◆ Text shown
--------

A broad range of models can be used to predict the phenotypic performance of wheat, but the performance of each model is interrelated with the genetic architecture of the examined trait and relatedness of TP and VP. The majority of GS studies for wheat quality traits used GBLUP (Genomic Best Linear Unbiased Predictor) and RRBLUP (Ridge-Regression Best Linear Unbiased Predictor) models, the performance of which was usually compared to one of the Bayesian models. Bayesian models usually require longer computation time compared to GBLUP or RRBLUP [2][31][32] but show no clear superiority over the other models across wheat quality traits [29][33], i.e., the accuracy of GS for wheat quality traits was generally not under the large influence of prediction model applied. Therefore, RRBLUP showed to be a model of choice in the majority of GS studies for wheat quality traits [27][31] due to its robustness and shorter computational time [34].

--------

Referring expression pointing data
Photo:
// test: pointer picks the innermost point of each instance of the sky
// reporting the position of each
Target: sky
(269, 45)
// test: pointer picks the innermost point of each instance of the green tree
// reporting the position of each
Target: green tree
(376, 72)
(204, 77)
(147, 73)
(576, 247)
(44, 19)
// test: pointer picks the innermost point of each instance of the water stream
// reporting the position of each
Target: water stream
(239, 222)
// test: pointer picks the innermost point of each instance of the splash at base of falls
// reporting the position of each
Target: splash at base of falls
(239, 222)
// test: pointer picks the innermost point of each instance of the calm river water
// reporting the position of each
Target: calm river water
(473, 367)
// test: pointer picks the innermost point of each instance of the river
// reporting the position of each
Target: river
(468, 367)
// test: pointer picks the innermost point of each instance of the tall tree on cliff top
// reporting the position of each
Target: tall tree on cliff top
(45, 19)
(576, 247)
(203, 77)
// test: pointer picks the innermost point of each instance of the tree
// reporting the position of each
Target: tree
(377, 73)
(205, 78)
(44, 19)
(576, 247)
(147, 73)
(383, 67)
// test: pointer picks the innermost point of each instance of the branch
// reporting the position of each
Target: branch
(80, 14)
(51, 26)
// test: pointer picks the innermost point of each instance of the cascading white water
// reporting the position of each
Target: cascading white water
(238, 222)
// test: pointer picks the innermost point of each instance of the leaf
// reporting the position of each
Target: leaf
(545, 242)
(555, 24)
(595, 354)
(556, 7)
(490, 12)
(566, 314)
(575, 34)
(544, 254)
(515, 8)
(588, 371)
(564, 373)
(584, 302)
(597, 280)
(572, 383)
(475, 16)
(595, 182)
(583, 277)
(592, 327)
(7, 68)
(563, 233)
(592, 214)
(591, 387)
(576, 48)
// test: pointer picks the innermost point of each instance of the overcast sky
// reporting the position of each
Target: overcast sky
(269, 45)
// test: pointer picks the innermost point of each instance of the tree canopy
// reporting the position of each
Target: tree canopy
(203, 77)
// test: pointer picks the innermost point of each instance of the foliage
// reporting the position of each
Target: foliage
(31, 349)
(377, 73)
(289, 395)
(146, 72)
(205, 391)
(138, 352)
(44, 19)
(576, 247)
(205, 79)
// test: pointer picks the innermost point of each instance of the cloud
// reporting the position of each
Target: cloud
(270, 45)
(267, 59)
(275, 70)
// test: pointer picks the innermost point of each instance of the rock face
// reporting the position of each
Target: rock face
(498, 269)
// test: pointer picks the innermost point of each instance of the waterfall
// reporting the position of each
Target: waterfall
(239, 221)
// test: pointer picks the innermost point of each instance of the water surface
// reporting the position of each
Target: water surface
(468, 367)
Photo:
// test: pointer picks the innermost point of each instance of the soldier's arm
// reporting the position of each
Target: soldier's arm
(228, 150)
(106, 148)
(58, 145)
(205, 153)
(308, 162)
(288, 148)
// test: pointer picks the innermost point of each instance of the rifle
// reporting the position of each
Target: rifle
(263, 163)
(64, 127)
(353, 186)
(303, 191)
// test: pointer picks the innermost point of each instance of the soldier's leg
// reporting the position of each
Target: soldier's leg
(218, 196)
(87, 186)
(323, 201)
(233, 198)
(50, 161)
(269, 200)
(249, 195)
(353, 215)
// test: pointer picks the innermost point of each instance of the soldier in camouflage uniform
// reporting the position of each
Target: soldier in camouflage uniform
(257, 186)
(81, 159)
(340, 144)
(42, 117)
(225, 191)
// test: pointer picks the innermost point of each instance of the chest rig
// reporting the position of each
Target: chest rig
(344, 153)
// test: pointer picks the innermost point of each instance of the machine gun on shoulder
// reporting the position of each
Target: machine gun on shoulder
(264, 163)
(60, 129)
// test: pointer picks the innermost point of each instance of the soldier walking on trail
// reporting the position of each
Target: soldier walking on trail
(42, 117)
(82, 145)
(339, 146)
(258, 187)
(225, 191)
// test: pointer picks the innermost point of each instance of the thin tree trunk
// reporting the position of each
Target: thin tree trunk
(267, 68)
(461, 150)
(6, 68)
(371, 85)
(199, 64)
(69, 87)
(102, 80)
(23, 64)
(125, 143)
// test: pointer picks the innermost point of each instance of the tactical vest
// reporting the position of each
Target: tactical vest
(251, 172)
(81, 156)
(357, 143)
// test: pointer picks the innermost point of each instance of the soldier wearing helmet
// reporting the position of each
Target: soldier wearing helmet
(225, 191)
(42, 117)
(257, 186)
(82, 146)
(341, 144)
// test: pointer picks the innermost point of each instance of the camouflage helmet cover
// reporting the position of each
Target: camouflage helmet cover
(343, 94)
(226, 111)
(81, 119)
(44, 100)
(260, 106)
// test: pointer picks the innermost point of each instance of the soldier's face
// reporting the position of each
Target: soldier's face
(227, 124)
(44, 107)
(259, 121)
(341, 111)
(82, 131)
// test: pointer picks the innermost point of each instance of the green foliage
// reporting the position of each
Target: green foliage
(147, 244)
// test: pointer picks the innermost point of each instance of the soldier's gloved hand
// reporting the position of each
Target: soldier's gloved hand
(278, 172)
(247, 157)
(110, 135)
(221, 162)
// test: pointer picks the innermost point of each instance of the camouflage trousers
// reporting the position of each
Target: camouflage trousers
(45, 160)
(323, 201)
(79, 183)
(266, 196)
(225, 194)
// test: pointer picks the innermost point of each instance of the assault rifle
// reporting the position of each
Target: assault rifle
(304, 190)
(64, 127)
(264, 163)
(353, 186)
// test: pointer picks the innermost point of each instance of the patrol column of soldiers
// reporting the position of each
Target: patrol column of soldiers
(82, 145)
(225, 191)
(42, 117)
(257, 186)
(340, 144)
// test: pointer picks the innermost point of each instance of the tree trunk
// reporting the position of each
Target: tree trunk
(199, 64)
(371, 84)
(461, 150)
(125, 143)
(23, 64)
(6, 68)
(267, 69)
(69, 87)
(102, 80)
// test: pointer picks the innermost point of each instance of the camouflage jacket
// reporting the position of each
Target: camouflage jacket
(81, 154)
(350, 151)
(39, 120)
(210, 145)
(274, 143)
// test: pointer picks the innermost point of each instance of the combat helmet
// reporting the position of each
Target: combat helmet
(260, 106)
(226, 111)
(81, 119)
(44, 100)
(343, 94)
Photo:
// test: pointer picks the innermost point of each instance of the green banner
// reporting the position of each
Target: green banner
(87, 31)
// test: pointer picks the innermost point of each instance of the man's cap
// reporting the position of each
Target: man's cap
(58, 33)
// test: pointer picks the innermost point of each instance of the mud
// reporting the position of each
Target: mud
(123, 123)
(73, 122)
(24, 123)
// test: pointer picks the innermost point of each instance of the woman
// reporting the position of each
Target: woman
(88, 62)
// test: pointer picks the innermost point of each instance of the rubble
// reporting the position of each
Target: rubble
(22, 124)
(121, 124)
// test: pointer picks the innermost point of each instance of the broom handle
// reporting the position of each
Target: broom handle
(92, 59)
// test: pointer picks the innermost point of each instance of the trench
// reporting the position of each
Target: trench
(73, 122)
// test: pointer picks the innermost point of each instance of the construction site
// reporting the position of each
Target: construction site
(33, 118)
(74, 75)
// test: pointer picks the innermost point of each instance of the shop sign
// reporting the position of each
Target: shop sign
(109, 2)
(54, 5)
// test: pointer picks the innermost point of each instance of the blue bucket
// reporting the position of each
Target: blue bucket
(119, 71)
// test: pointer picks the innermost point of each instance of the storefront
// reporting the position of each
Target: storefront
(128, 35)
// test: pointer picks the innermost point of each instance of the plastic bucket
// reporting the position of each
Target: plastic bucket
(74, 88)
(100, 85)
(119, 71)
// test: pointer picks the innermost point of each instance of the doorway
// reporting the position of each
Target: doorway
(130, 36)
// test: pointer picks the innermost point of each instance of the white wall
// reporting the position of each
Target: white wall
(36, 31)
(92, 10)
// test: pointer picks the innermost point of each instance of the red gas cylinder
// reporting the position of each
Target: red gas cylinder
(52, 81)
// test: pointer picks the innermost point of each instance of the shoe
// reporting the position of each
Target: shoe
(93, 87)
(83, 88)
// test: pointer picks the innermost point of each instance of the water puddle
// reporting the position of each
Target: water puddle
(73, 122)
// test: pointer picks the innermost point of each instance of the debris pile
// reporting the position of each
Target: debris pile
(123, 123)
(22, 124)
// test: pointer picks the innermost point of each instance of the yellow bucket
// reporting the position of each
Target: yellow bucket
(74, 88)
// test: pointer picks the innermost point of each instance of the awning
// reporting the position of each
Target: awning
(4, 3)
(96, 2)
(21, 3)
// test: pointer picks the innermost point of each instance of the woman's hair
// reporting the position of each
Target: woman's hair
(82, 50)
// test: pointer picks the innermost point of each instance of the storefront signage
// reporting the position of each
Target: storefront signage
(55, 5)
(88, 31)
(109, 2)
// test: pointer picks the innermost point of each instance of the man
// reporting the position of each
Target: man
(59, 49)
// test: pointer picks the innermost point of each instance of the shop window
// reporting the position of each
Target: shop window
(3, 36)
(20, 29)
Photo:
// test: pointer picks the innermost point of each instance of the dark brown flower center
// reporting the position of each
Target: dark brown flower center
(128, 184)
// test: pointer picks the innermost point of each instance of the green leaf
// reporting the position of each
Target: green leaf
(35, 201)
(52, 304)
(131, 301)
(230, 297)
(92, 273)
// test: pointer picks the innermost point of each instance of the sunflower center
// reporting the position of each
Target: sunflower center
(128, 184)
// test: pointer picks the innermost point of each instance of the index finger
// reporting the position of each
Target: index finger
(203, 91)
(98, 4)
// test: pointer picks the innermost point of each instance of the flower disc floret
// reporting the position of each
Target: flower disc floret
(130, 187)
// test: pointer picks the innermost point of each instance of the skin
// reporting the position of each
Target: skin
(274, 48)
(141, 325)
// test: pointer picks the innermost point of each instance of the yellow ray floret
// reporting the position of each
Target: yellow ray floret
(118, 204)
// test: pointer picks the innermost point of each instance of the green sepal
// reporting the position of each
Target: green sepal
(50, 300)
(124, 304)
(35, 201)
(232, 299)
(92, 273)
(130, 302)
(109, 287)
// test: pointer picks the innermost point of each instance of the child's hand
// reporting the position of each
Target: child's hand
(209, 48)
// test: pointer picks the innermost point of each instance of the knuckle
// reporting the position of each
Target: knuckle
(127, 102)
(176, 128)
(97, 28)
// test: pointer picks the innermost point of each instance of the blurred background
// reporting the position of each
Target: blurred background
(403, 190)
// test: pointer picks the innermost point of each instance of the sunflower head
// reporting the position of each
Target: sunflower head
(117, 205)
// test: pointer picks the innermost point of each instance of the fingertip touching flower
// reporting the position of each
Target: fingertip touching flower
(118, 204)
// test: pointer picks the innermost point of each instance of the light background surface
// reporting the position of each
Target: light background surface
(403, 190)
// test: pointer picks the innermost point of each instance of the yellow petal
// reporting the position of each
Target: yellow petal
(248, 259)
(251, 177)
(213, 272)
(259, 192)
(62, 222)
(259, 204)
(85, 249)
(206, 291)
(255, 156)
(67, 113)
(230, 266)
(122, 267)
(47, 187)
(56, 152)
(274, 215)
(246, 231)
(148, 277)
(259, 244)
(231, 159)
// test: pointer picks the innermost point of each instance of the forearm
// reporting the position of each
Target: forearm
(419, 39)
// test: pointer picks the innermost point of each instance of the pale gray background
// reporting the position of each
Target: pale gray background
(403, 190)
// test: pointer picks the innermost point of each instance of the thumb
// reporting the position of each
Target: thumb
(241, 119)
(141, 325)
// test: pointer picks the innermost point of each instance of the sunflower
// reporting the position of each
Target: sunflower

--------

◆ Task
Answer these questions from the passage above on genomic prediction models for wheat:
1. Which two models did most genomic selection studies for wheat quality traits use?
2. Compared with GBLUP or RRBLUP, what do Bayesian models usually require?
3. For what reasons did RRBLUP become the model of choice in most of these studies?

◆ Response to the exercise
1. GBLUP (Genomic Best Linear Unbiased Predictor) and RRBLUP (Ridge-Regression Best Linear Unbiased Predictor).
2. Longer computation time.
3. Its robustness and shorter computational time.